### Records provided
========

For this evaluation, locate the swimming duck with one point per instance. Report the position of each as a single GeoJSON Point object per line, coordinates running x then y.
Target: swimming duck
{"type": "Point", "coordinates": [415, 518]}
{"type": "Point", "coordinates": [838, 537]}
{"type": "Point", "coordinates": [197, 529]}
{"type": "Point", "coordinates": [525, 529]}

========

### Exercise details
Edit the records by replacing "swimming duck" with "floating bird" wherever it appears, leaving everything else unchanged.

### Exercise output
For this evaluation, locate the floating bird with one point per instance. Report the position of each as a single GeoJSON Point object per line, coordinates running x then y.
Target: floating bird
{"type": "Point", "coordinates": [415, 518]}
{"type": "Point", "coordinates": [838, 537]}
{"type": "Point", "coordinates": [197, 529]}
{"type": "Point", "coordinates": [525, 529]}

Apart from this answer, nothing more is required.